--- SOURCE EXTRACT ---

As of January 1, 2017, thirty-two (32) states, including the District of Columbia, have expanded Medicaid under the ACA. The Republican legislation is expected to eliminate the federal funding provisions for such expansion. As a result, approximately 12.9 million people would lose Medicaid coverage, according to the Urban Institute. With respect to replacement, the Republicans have proposed giving the states more control over their Medicaid programs. Like the marketplaces subsidies, the impact of the withdrawal of federal funding is not yet known on full loss of coverage.
Employer and Individual Mandates
The proposed Republican legislation is expected to eliminate both the employer and individual mandates, where larger employers are required to offer qualified health insurance coverage to their full-time employees and individuals are required to obtain minimum essential coverage, or both employers and individuals could face tax penalties. The Republicans have proposed allowing insurers to charge individuals more when they have a break in coverage, thus encouraging individuals to maintain continuous coverage. Additionally, Republicans have proposed the establishment of high-risk pools, which would help subsidize insurance for those with chronic health conditions. However, at this point, until more guidance is offered on replacement legislation, the rippling impact of the elimination of the mandates is unknown.

--- INFORMATION ---

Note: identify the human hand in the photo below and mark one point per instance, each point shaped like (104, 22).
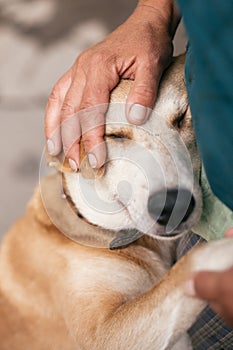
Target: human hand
(140, 49)
(216, 288)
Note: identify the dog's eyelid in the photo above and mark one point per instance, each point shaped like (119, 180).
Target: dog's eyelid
(178, 120)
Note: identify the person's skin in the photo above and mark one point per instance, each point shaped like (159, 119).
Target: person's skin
(216, 288)
(140, 49)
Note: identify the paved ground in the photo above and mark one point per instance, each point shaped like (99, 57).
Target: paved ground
(39, 40)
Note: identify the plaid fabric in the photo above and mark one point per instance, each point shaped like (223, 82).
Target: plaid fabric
(208, 332)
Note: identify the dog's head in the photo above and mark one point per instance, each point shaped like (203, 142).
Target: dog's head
(150, 181)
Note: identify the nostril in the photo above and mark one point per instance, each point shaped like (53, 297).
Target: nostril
(161, 205)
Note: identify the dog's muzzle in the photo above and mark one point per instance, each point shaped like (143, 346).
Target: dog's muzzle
(171, 208)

---

◆ STUDY QUESTIONS ◆
• 1. Translate this sentence from the passage on Medicaid and the health insurance mandates into Spanish: "The Republicans have proposed allowing insurers to charge individuals more when they have a break in coverage, thus encouraging individuals to maintain continuous coverage."
• 2. Carry on the passage on Medicaid and the health insurance mandates from the point at which it stops.

◆ ANSWER SECTION ◆
• 1. Los republicanos han propuesto permitir que las aseguradoras cobren más a las personas cuando tienen una interrupción en su cobertura, incentivando así a las personas a mantener una cobertura continua.

• 2.
For the approximately 150 million people covered under employer-sponsored plans, many may lose certain consumer protections they currently enjoy under their plans under proposed legislation. Although these provisions are immune from change under the current budget resolution process, these provisions could be impacted by other forthcoming legislation.
For example, President-Elect Donald Trump has stated that he plans on keeping the ban on pre-existing conditions and coverage for young adults to age twenty-six (26). However, Senate Republicans have recently voted against legislation that would preserve these provisions, thus making such provisions vulnerable. Other vulnerable coverage protections are mental health, treatment and addiction prevention programs, and birth control.
When Can We Expect Replacement?
Replacement legislation does not have as clear of a path as repeal. Unlike the repeal path, any replacement legislation will require a “super-majority,” not just a simple majority, meaning, for example, in the Senate, sixty (60) votes will be required for passage. Thus, the Republicans must get cooperation from Democrats to gain the required support for a replacement bill.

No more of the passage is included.